Directive.
Reproduce each line of the material precisely.

Raw data.

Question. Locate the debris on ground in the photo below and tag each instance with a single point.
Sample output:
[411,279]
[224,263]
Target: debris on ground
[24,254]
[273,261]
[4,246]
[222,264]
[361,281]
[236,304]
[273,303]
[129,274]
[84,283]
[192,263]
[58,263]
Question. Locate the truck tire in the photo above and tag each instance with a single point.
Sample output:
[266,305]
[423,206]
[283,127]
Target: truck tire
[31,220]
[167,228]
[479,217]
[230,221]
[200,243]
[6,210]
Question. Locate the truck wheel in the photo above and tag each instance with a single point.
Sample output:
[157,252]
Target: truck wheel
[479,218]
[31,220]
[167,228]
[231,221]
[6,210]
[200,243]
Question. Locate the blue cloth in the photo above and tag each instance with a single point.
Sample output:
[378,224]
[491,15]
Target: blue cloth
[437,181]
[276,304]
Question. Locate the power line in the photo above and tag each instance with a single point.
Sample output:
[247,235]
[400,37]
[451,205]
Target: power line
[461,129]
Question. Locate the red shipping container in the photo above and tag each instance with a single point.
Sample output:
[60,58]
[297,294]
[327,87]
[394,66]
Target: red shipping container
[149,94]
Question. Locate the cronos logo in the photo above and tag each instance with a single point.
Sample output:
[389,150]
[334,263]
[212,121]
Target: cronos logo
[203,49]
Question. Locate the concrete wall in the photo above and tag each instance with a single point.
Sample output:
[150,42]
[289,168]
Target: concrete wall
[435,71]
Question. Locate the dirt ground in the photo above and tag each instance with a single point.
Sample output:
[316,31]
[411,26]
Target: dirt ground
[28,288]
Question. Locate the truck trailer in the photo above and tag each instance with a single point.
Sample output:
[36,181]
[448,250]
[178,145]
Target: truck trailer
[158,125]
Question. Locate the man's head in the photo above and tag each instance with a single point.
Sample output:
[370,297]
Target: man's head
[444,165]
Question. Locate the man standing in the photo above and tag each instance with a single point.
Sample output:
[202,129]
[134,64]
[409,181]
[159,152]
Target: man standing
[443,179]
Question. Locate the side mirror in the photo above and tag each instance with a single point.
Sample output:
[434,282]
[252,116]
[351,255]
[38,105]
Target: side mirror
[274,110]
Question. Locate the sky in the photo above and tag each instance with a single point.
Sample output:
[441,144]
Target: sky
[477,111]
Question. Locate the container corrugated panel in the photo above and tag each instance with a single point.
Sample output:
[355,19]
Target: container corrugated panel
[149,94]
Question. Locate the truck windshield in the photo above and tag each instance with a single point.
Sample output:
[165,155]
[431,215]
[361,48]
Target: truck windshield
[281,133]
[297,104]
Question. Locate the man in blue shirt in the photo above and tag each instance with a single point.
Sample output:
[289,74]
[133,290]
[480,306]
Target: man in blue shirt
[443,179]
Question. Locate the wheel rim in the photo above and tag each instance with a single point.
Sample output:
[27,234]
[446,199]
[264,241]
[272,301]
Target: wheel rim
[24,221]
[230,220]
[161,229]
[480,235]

Correct answer.
Question. Locate the debris on ground in the photo below and tag each instance with a single point.
Sample output:
[411,279]
[224,263]
Target: debris on ground
[24,254]
[273,261]
[4,246]
[222,264]
[361,281]
[236,304]
[273,303]
[129,274]
[84,283]
[192,263]
[58,263]
Question. Locate the truck tire in the photo above and tag each instance with a single point.
Sample output:
[266,305]
[423,206]
[283,127]
Target: truck tire
[31,220]
[167,228]
[479,217]
[230,221]
[200,243]
[6,210]
Question. Locate the truck wheel in the photo above and tag each instance with a single point.
Sample output:
[157,252]
Target: truck wheel
[479,218]
[31,220]
[167,228]
[231,221]
[6,210]
[200,243]
Question. Locate the blue cloth in the photo above and tag each instance with a single point.
Sample output:
[378,224]
[491,15]
Target: blue cloth
[437,181]
[276,304]
Question. Locate the power line in the photo above and tag each instance with a single point.
Sample output:
[247,235]
[400,37]
[451,205]
Target: power line
[461,129]
Question. Locate the red shipping container in the photo above and tag each instance with a single point.
Sample output:
[60,58]
[297,294]
[327,87]
[394,66]
Target: red shipping container
[149,94]
Question. Locate the cronos logo in the photo above and tag each instance with a single point.
Sample output:
[389,150]
[334,263]
[212,121]
Target: cronos logo
[203,49]
Question. Locate the concrete wall in the photo above and tag each instance with a single point.
Sample output:
[150,42]
[289,168]
Target: concrete wall
[435,71]
Question. Locate the dirt ground in the photo above and tag each instance with a single point.
Sample output:
[316,31]
[411,26]
Target: dirt ground
[28,288]
Question. Locate the truck trailer in the photo above and tag each instance with a single point.
Sample output:
[36,181]
[448,250]
[178,145]
Target: truck trailer
[158,125]
Question. Locate the man's head in the photo above and tag each instance with a single point.
Sample output:
[370,297]
Target: man's head
[444,165]
Question. Locate the man standing in the photo above and tag each instance with a single point.
Sample output:
[202,129]
[134,64]
[409,181]
[159,152]
Target: man standing
[443,179]
Question. Locate the side mirror in the photo above and tag each instance with a single point.
Sample output:
[434,282]
[252,116]
[351,255]
[38,105]
Target: side mirror
[274,110]
Question. Locate the sky in the photo above and tag each instance with a single point.
Sample output:
[441,144]
Target: sky
[477,111]
Question. Locate the container corrugated panel in the photo above and tag each instance with a single point.
Sample output:
[355,19]
Target: container corrugated panel
[149,94]
Question. Locate the truck windshield in the photo above and tag each instance with a single point.
Sample output:
[165,155]
[431,215]
[361,48]
Target: truck windshield
[281,133]
[297,104]
Question. Locate the man in blue shirt in the photo above and tag each instance with a single point.
Sample output:
[289,74]
[133,290]
[480,306]
Target: man in blue shirt
[443,179]
Question. Locate the wheel rim in the photo above and tag each instance with a single point.
Sample output:
[27,234]
[446,199]
[264,241]
[272,301]
Target: wheel rim
[24,221]
[230,220]
[161,229]
[480,235]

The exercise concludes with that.